▶ _SELECTION_
+ + + + + + +

# I met Anderson Silva and Antonio Nogueira last night!



## Fiendlover (Aug 16, 2009)

I met them last night at Caged Ink in the pomona fairplex.  We were there in order to see Tito Ortzi which we did but he was eating a sandwich and his bodyguard said that we couldn't see him until after all the cage fights were over.  So we walk around and me and my bro get tattoos and then we watch the cage fights.  Hours and fight pass and I see a crowd of people to my right and my bro asks if its Tito.

I look and I don't see Tito.  I see Antonio and he is my fourth favorite UFC fighter of all time.  I look at my brother and I tell him that he's over there so we race to him.  My bro shook his hand but I grabbed his bicep.  My hand could not grip his bicep because of how huge it is.  He is ready to fight Randy Corture at the end of this month for sure.  He is huge!
Them I look around and yell to my brother that Anderson is right there too!  We tried to get pictures of them but there was so many people who were rude and decided to shove us out of the way and then they went back to the stage where the cage fights were happening.

So we sneek into the VIP area unnoticed and see them again at tables but it wasn't really a line for signing or pictures.  You were kinda just there.  So I took a bunch of pictures and the security began to tell us to leave but Anderson stands up and tells them to let us stay.

Taking my advantage of Anderson standing up, I went to the table directly behind him and called his name three times in my sweetest voice ever.  He slowly turns his head around with the cutest smile I have ever seen and looks at me.  I cutely hold out the brochure for the expo out and smile my cutest smile and in the sweetest voice again, ask him if he could please sign it.  He nods and begins to sign it.  Then I switched hands and waited for him to finish and I shook his hand and said thank you.  He then gave me that sweet smile at me again and winked at me.

I then moved to see Antonio but he was sitting down so I only got a few pictures of him and he turned and looked at me and also gave me a cute smile.  But my camera had already taken a picture so when he smiled and I snapped it, he was already turning away.  I did get to feel his bicep however and that was good enough for me.

Best day of my life!  And I got my first tattoo!


----------



## arnisador (Aug 16, 2009)

Cool!


----------



## AceHBK (Aug 17, 2009)

lol
sweet!


----------

+ + + + + + +

▶ _TASKS TO CARRY OUT_
- a) Update the part of the thread that opens with the words containing "I then moved" and closes with "my first tattoo!", replacing "camera" with "phone".
- b) Format every line of the records as a Markdown table with columns named Row and Line, numbering each row and leaving out blank lines.
The thread and the records come from separate sources.

+ + + + + + +

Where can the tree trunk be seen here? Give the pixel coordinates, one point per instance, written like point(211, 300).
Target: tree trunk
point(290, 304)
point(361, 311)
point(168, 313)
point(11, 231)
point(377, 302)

+ + + + + + +

▶ _OUTPUTS IN ORDER_
- a)
I then moved to see Antonio but he was sitting down so I only got a few pictures of him and he turned and looked at me and also gave me a cute smile.  But my phone had already taken a picture so when he smiled and I snapped it, he was already turning away.  I did get to feel his bicep however and that was good enough for me.

Best day of my life!  And I got my first tattoo!

- b)
| Row | Line |
|---|---|
| 1 | Where can the tree trunk be seen here? Give the pixel coordinates, one point per instance, written like point(211, 300). |
| 2 | Target: tree trunk |
| 3 | point(290, 304) |
| 4 | point(361, 311) |
| 5 | point(168, 313) |
| 6 | point(11, 231) |
| 7 | point(377, 302) |